### REQUIRED WORK:
Count the lines in the entries below that contain the word "kitchen", and reply with that number alone.

### RECORDS SHOWN:
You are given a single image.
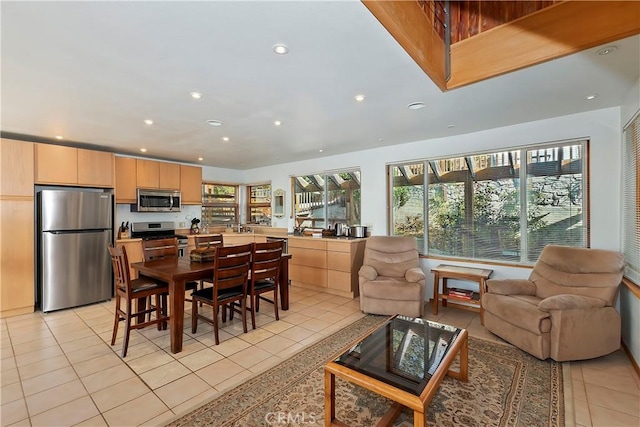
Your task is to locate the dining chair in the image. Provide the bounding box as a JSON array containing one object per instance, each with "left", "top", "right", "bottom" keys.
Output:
[
  {"left": 191, "top": 243, "right": 253, "bottom": 345},
  {"left": 108, "top": 245, "right": 169, "bottom": 358},
  {"left": 194, "top": 234, "right": 224, "bottom": 289},
  {"left": 248, "top": 241, "right": 283, "bottom": 329},
  {"left": 142, "top": 237, "right": 198, "bottom": 301}
]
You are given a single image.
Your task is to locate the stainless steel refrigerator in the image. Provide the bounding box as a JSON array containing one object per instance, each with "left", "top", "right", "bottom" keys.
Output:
[{"left": 36, "top": 189, "right": 113, "bottom": 312}]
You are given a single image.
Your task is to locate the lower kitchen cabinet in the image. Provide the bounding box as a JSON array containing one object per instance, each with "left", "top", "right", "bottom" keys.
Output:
[
  {"left": 0, "top": 198, "right": 35, "bottom": 317},
  {"left": 288, "top": 236, "right": 366, "bottom": 298},
  {"left": 116, "top": 239, "right": 143, "bottom": 279}
]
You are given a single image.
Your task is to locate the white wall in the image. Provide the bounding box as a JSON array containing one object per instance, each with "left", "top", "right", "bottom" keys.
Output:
[{"left": 620, "top": 79, "right": 640, "bottom": 364}]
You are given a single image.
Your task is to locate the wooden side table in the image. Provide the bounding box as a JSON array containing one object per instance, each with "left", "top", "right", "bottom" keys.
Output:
[{"left": 431, "top": 264, "right": 493, "bottom": 325}]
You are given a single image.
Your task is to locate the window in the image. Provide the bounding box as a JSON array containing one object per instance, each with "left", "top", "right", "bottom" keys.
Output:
[
  {"left": 622, "top": 115, "right": 640, "bottom": 285},
  {"left": 292, "top": 170, "right": 360, "bottom": 228},
  {"left": 202, "top": 182, "right": 238, "bottom": 227},
  {"left": 247, "top": 184, "right": 271, "bottom": 225},
  {"left": 390, "top": 163, "right": 426, "bottom": 252},
  {"left": 390, "top": 141, "right": 588, "bottom": 262}
]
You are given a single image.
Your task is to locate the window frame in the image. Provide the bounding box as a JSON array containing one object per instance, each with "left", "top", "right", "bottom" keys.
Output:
[
  {"left": 291, "top": 167, "right": 362, "bottom": 229},
  {"left": 201, "top": 181, "right": 240, "bottom": 226},
  {"left": 621, "top": 112, "right": 640, "bottom": 286},
  {"left": 387, "top": 138, "right": 591, "bottom": 265}
]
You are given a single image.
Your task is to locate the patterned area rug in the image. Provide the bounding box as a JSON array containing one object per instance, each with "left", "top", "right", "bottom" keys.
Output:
[{"left": 169, "top": 315, "right": 565, "bottom": 427}]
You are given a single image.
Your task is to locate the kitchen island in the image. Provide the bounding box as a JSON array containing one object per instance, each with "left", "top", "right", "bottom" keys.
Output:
[{"left": 287, "top": 235, "right": 367, "bottom": 299}]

### TASK OUTPUT:
2